PAGE EXTRACT
========
Murphy relates a story about being a youngster who had begun hearing about “the blues” but didn’t understand what they were. “I was just a kid, just past the Beatles and the Monkees. [I thought], ‘I must know what this “blues” is about.’” Soon thereafter, he happened to hear two consecutive tracks sizzle through a small radio: Derek and the Dominos’ “Have You Ever Loved a Woman,” featuring Duane on slide, and “Mean Town Blues” by Johnny Winter, the other premier slide player at the time. “I knew this was the blues, without anyone saying that it was,” remembers Murphy. “Duane spoke the language.”

Separated by well over a thousand miles, both witnessed Duane onstage in late 1970. Murphy vividly recalls attending an Allman Brothers show at Vanderbilt University on October 30. “I remember Duane, I remember the slide . . . it was mesmerizing,” he says.

Just over a month later, on Dec. 2, Rath was fortunate enough to be in Syracuse, New York for one of the only two shows at which Duane joined Eric Clapton’s Derek and the Dominoes, reprising the invaluable role he played on the sessions for the still-classic Layla album. Perhaps only a guitarist who’s a dedicated Duane devotee can articulate the qualities that made him so exceptional, and Rath is just such a disciple.

“Duane had the phrasing and soul of the best blues players from Chicago, but with the inventiveness of guys like Jeff Beck,” he explains, “so he basically grew up understanding the nuances of the blues and how a single note or phrase can tell a story or let you feel the blues. Listen to ‘I’m Gonna Move to the Outskirts of Town’ [included on Skydog, drawn from Live at Ludlow Garage: 1970] or the B.B. King medley by the Hour Glass, and you will hear blues guitar at its finest.”
========
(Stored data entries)

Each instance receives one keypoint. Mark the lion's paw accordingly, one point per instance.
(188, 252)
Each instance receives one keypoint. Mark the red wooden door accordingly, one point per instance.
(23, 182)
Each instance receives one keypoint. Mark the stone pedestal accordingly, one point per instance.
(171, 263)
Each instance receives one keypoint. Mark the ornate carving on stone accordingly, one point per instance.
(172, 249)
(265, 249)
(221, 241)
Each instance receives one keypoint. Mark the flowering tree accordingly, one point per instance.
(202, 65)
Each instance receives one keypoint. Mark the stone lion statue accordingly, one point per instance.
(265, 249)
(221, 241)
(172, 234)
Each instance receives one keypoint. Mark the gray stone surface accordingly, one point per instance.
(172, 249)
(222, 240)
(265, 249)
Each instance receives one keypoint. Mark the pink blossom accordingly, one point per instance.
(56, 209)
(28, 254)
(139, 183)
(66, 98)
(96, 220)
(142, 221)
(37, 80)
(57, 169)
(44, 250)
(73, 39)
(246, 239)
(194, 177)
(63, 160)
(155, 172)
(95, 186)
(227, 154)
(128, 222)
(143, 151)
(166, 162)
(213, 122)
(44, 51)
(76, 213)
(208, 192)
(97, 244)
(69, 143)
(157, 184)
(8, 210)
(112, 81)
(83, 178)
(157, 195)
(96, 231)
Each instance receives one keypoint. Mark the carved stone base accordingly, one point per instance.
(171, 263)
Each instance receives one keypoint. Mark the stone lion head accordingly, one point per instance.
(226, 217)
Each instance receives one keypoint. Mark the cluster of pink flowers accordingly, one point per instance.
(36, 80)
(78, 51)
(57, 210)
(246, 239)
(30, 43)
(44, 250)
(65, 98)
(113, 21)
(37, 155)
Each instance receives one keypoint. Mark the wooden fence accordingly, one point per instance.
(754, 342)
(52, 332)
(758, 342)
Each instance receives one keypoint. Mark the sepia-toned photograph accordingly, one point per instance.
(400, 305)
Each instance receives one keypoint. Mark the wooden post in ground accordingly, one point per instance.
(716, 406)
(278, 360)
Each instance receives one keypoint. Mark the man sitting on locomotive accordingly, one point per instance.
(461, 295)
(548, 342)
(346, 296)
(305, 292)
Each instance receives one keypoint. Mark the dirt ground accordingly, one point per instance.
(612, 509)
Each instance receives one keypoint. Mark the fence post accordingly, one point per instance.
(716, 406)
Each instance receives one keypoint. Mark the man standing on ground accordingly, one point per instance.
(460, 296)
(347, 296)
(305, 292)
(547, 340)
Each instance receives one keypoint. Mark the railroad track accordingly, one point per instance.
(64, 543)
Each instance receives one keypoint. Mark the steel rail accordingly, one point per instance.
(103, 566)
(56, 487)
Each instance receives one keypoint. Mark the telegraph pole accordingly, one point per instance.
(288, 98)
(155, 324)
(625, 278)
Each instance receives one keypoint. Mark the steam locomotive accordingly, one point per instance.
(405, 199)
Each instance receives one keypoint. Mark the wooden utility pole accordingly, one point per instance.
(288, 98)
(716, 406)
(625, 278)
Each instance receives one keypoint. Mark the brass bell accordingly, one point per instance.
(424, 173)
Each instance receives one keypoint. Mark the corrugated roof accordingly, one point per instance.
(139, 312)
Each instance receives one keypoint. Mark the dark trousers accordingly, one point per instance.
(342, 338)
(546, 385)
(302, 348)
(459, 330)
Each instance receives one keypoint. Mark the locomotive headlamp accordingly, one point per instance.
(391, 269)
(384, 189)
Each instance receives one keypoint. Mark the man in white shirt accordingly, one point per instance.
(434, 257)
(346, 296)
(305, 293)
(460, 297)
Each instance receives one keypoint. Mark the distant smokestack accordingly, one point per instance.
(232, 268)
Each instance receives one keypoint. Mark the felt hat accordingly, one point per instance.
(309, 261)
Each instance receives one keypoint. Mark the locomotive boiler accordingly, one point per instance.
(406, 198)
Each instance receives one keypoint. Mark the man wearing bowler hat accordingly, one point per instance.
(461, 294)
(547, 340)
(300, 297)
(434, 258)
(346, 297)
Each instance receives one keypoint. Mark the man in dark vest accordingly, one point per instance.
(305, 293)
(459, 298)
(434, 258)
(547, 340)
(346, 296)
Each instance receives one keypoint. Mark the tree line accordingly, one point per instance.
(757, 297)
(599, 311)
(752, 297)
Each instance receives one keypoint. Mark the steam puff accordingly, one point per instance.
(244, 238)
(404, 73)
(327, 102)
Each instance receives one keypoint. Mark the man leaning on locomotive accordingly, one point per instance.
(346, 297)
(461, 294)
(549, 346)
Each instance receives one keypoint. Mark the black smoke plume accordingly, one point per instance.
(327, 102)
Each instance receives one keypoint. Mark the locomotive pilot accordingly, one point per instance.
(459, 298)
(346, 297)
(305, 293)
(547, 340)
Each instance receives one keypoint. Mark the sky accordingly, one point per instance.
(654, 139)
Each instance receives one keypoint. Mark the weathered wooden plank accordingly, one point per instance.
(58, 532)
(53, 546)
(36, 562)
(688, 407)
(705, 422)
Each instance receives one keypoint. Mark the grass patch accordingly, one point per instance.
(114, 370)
========
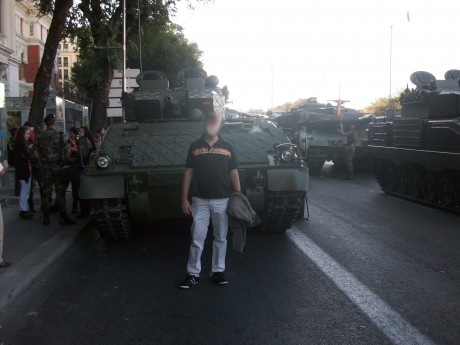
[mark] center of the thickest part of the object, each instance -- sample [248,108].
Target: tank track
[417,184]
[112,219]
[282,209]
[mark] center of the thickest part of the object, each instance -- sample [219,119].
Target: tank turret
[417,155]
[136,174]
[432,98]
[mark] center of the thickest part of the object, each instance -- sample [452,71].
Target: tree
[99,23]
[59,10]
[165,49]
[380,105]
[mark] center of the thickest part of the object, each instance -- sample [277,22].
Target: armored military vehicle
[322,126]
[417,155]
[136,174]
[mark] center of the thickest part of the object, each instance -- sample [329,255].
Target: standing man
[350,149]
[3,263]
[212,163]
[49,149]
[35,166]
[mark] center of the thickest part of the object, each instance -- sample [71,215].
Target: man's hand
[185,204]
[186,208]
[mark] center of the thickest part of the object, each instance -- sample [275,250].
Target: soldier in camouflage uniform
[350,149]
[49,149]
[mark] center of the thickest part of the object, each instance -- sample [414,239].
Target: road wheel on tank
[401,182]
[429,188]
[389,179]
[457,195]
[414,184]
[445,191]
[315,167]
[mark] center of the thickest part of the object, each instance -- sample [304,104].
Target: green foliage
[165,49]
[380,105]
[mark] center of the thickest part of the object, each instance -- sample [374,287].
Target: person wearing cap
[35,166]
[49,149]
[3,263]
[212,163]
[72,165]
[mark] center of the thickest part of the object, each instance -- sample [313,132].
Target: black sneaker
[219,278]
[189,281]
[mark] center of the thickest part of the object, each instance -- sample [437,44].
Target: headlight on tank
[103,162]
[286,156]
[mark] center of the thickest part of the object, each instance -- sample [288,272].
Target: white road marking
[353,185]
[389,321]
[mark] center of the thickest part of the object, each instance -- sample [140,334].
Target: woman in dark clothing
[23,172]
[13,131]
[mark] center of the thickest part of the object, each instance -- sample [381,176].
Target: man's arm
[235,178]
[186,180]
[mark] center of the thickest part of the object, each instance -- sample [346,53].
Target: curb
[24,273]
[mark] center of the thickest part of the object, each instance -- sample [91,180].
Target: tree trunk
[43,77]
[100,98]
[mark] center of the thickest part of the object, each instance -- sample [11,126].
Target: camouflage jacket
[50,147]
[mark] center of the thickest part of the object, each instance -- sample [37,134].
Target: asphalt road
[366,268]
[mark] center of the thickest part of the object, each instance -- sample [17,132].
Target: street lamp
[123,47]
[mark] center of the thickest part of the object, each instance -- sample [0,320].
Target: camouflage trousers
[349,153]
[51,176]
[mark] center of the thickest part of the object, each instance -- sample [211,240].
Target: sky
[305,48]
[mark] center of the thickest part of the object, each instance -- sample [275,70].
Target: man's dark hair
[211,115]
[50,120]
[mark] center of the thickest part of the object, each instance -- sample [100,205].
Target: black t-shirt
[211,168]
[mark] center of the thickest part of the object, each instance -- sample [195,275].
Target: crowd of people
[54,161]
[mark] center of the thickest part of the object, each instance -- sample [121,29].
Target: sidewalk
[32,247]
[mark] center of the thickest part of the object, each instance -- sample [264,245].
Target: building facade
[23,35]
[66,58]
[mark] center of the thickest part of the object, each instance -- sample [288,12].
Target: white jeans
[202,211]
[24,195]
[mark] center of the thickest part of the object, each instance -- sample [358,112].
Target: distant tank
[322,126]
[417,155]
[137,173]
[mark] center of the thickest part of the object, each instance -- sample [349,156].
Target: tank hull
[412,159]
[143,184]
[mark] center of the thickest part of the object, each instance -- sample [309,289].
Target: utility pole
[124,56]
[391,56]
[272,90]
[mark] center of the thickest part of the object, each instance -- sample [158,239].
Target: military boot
========
WHAT YOU SHOULD DO
Copy the part of the passage about Duane's guitar playing from "Separated by well" to "such a disciple.".

TASK ANSWER
Separated by well over a thousand miles, both witnessed Duane onstage in late 1970. Murphy vividly recalls attending an Allman Brothers show at Vanderbilt University on October 30. “I remember Duane, I remember the slide . . . it was mesmerizing,” he says.

Just over a month later, on Dec. 2, Rath was fortunate enough to be in Syracuse, New York for one of the only two shows at which Duane joined Eric Clapton’s Derek and the Dominoes, reprising the invaluable role he played on the sessions for the still-classic Layla album. Perhaps only a guitarist who’s a dedicated Duane devotee can articulate the qualities that made him so exceptional, and Rath is just such a disciple.